> _GIVEN INSTRUCTION 1_
Based on the Futhark performance guide, decide whether each statement agrees with it: (a) a plain loop produces parallel code even when its body holds no parallel operations; (b) reduce has span O(log(n)); (c) scan and reduce are efficient when their operators are on arrays. Answer yes or no for each and quote the deciding words.
> _GIVEN INSTRUCTION 2_
In the Futhark performance guide, what two costs are used to describe each function?
> _GIVEN INSTRUCTION 3_
Reproduce the passage of the Futhark performance guide starting with "7. Writing Fast" and going on through "for depressing reading.".

### EXTRACTED TEXT

7. Writing Fast Futhark Programs¶
This document contains tips, tricks, and hints for writing efficient Futhark code. Ideally you’d need to know nothing more than an abstract cost model, but sometimes it is useful to have an idea of how the compiler will transform your program, what values look like in memory, and what kind of code the compiler will generate for you. These details are documented below. Don’t be discouraged by the complexities mentioned here - most Futhark programs are written without worrying about any of these details, and they still manage to run with good performance. This document focuses on corner cases and pitfalls, which easily makes for depressing reading.
7.1. Parallelism¶
The Futhark compiler only generates parallel code for explicitly
parallel constructs such as map
and reduce
. A plain loop
will not result in parallel code (unless the loop body itself
contains parallel operations). The most important parallel constructs
are the second-order array combinators (SOACs) such as map
and
reduce
, but functions such as copy
are also parallel.
When describing the asymptotic cost of a Futhark function, it is not
enough to give a traditional big-O measure of the total amount of
work. Both foldl
and reduce
involve O(n) work, where n is
the size of the input array, but foldl
is sequential while
reduce
is parallel, and this is an important distinction. To make
this distinction, each function is described by two costs: the
work, which is the total amount of operations, and the span
(sometimes called depth) which is intuitively the “longest chain of
sequential dependencies”. We say that foldl
has span O(n),
while reduce
has span O(log(n)). This explains that
reduce
is more parallel than foldl
. The documentation for a
Futhark function should mention both its work and span. See this for more details on
parallel cost models and pointers to literature.
7.1.1. Scans and reductions¶
The scan
and reduce
SOACs are rather inefficient when their
operators are on arrays. If possible, use tuples instead (see
Small Arrays). The one exception is when the
operator is a map2
or equivalent. Example:
reduce (map2 (+)) (replicate n 0) xss
Such “vectorised” operators are typically handled quite efficiently.
Although to be on the safe side, you can rewrite the above by
interchanging the reduce
and map
:
map (reduce (+) 0) (transpose xss)

######
### RECORD SET

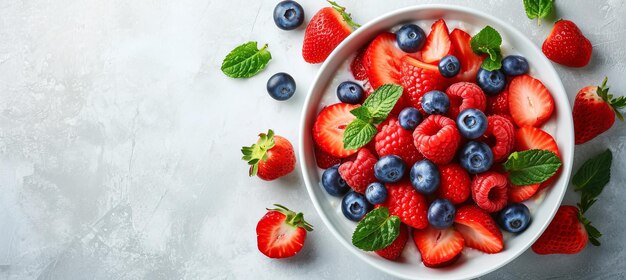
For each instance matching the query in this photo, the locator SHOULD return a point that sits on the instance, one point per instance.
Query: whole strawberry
(271, 157)
(328, 27)
(594, 111)
(567, 45)
(281, 232)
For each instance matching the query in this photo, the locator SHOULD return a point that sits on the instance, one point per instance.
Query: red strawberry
(470, 61)
(455, 183)
(329, 126)
(392, 139)
(530, 103)
(271, 157)
(437, 138)
(418, 78)
(478, 229)
(438, 247)
(360, 172)
(489, 191)
(437, 43)
(594, 112)
(406, 203)
(567, 45)
(463, 96)
(281, 232)
(328, 27)
(394, 250)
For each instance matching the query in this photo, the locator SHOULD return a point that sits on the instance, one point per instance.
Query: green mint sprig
(376, 231)
(488, 41)
(373, 111)
(246, 60)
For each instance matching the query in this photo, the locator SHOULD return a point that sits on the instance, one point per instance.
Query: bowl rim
(567, 166)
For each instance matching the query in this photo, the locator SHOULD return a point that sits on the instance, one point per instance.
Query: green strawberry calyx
(258, 152)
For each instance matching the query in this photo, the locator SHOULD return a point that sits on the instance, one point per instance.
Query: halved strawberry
(438, 247)
(329, 126)
(438, 43)
(530, 102)
(470, 61)
(478, 229)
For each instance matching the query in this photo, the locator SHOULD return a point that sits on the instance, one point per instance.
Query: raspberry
(455, 183)
(463, 96)
(489, 191)
(406, 203)
(500, 136)
(437, 138)
(360, 172)
(392, 139)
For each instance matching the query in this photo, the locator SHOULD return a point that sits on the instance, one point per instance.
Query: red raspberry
(455, 183)
(360, 172)
(489, 191)
(500, 136)
(392, 139)
(464, 95)
(437, 138)
(406, 203)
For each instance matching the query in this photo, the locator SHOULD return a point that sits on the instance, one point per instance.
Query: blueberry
(491, 82)
(410, 38)
(472, 123)
(514, 65)
(514, 218)
(449, 66)
(281, 86)
(389, 169)
(288, 15)
(441, 213)
(476, 157)
(350, 92)
(435, 102)
(376, 193)
(409, 118)
(333, 183)
(354, 206)
(425, 176)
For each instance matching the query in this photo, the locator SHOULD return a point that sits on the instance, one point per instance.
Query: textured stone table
(120, 138)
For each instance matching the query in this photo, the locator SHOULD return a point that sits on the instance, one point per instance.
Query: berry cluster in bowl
(431, 136)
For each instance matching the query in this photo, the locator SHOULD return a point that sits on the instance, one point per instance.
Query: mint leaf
(382, 100)
(357, 134)
(246, 60)
(531, 167)
(376, 231)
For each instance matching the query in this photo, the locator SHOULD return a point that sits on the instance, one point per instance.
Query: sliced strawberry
(478, 229)
(438, 247)
(530, 102)
(437, 44)
(329, 126)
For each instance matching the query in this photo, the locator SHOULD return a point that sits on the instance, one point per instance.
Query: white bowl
(472, 263)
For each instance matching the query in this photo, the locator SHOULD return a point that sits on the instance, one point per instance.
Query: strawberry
(281, 232)
(530, 103)
(470, 61)
(394, 250)
(594, 112)
(329, 126)
(271, 157)
(327, 28)
(437, 43)
(478, 229)
(406, 203)
(438, 247)
(567, 45)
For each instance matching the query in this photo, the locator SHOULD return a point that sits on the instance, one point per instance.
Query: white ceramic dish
(472, 263)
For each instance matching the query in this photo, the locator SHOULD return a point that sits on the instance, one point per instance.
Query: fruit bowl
(471, 263)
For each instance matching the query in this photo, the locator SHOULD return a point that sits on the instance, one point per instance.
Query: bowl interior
(472, 263)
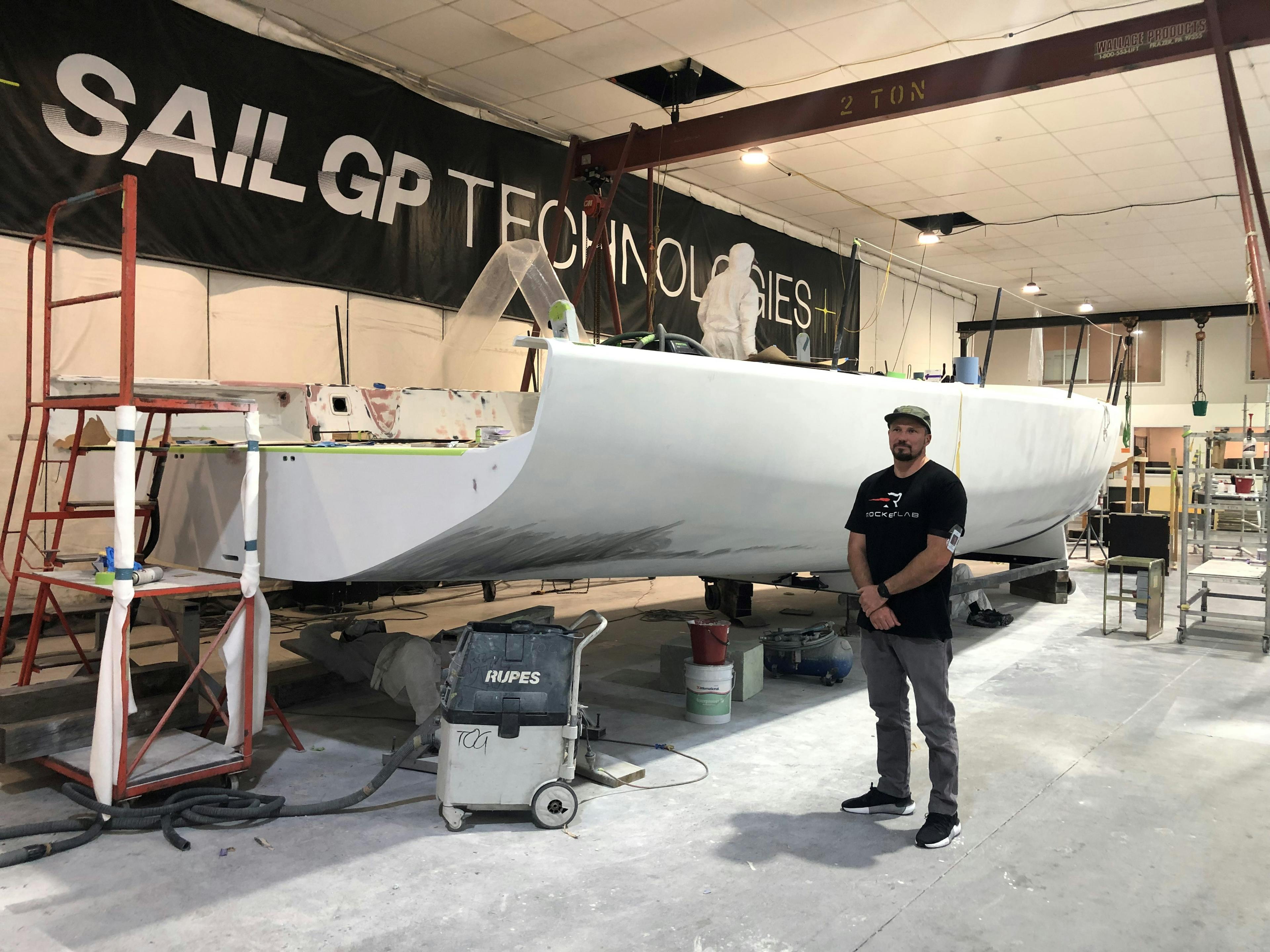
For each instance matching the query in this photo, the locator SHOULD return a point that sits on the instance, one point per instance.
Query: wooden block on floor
(745, 654)
(610, 771)
(66, 695)
(23, 740)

######

> _RIGHT ANSWER 1_
(a) No: "A plain loop will not result in parallel code (unless the loop body itself contains parallel operations)."
(b) Yes: "while reduce has span O(log(n))."
(c) No: "The scan and reduce SOACs are rather inefficient when their operators are on arrays."

> _RIGHT ANSWER 2_
Each function is described by its work, the total amount of operations, and its span, intuitively the "longest chain of sequential dependencies."

> _RIGHT ANSWER 3_
7. Writing Fast Futhark Programs¶
This document contains tips, tricks, and hints for writing efficient Futhark code. Ideally you’d need to know nothing more than an abstract cost model, but sometimes it is useful to have an idea of how the compiler will transform your program, what values look like in memory, and what kind of code the compiler will generate for you. These details are documented below. Don’t be discouraged by the complexities mentioned here - most Futhark programs are written without worrying about any of these details, and they still manage to run with good performance. This document focuses on corner cases and pitfalls, which easily makes for depressing reading.